Please write out, unchanged and in full, the lines below from the one containing "Examine the image above and tell me: where has the brown" through the last line.

● Material for the task:
= = = = = = =

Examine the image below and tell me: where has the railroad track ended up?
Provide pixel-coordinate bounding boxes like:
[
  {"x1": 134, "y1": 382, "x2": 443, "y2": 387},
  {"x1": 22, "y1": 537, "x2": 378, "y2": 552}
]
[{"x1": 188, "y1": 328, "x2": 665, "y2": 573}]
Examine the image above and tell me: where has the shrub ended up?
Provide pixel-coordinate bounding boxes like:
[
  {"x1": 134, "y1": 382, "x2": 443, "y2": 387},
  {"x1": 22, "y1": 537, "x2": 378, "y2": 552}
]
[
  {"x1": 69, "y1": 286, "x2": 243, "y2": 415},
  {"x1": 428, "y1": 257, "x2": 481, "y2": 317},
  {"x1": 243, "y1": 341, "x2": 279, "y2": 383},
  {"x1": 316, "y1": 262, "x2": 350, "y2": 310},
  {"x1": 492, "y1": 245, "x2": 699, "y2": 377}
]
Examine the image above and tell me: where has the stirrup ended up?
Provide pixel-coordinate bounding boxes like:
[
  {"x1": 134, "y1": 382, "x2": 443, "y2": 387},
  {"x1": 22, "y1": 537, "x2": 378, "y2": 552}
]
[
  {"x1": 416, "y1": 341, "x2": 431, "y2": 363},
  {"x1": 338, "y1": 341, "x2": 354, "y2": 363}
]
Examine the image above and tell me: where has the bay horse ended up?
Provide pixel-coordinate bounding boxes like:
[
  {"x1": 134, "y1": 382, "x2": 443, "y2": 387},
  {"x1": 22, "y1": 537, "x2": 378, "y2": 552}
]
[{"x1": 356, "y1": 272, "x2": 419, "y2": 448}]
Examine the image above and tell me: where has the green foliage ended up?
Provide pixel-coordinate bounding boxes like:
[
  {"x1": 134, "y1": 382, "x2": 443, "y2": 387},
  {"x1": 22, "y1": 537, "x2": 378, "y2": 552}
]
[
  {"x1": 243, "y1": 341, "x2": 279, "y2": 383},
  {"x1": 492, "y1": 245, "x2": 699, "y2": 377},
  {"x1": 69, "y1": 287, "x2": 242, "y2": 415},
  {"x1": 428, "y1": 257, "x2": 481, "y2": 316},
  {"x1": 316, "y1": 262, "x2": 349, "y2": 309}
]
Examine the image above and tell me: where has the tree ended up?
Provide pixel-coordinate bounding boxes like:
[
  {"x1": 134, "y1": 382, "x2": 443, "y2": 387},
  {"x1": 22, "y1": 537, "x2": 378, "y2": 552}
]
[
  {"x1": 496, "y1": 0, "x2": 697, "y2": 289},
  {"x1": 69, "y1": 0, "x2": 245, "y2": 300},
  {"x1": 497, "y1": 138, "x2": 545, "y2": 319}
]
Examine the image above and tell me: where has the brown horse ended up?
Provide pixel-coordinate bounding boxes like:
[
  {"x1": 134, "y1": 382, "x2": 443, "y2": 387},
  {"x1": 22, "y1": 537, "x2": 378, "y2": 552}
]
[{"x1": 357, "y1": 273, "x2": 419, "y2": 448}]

= = = = = = =

● Reply to the task:
Examine the image above and tell me: where has the brown horse ended up?
Provide pixel-coordinate bounding boxes like:
[
  {"x1": 134, "y1": 382, "x2": 443, "y2": 387},
  {"x1": 22, "y1": 537, "x2": 378, "y2": 552}
]
[{"x1": 357, "y1": 273, "x2": 419, "y2": 448}]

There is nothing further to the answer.